>> Start DOCUMENT TEXT

The artist with a flower at the Deauville American Film Festival, 1981. Photo © Steve Wood/Popperfoto via Getty Images
"The flower pictures were for Everyman, they embodied Warhol's power of concretization, the shortest possible route to stylization, both open to psychological interpretation and an ephemeral symbol. But the flowers... were also to be read as metaphors for the flowers of death."
Heiner Bastian quoted in: Exh. Cat., Berlin, Neue Nationalgalerie, Andy Warhol: Retrospective, 2002, p. 33

One of only four known examples from the series to feature inky black blossoms against a vivid green ground, Andy Warhol's Flowers is a rare and striking iteration of one of the artist's most iconic motifs. Profoundly elegant in its 24-inch scale, Flowers is distinguished for its poignant simplicity, iconic palette, and extraordinary provenance, having been held in the collection of Barbara Gladstone. Created in 1964— the same year as his landmark debut at Leo Castelli Gallery—this work belongs to the celebrated series that helped cement Warhol's position at the forefront of American Pop Art. Based on a photograph by Patricia Caulfield, first published in Modern Photography, the image was cropped, flattened, and silkscreened onto canvas in a gesture of transformation that pushed the still life genre firmly into the age of mechanical reproduction. Executed at a pivotal moment in the artist's career and marked by its extreme rarity, Flowers stands as a poignant reflection of a generation and a masterwork of postmodern appropriation.

>> End DOCUMENT TEXT

# PROBLEM TO SOLVE
List the qualities for which the Warhol Flowers description says the work is distinguished.

>> Start ENTRIES SHOWN

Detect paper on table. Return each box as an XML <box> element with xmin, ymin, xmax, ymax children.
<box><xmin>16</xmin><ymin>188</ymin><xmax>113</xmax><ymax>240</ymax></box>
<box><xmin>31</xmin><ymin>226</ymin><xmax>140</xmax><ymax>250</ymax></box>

>> End ENTRIES SHOWN
>> Start ENTRIES SHOWN

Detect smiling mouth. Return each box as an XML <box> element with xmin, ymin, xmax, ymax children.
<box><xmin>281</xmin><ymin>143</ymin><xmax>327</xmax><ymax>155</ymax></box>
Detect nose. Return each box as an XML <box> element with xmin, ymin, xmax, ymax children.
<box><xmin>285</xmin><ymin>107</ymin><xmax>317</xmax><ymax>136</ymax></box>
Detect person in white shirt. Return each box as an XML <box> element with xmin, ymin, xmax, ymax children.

>> End ENTRIES SHOWN

# THE COMPLETED TASK
- Poignant simplicity
- Iconic palette
- Extraordinary provenance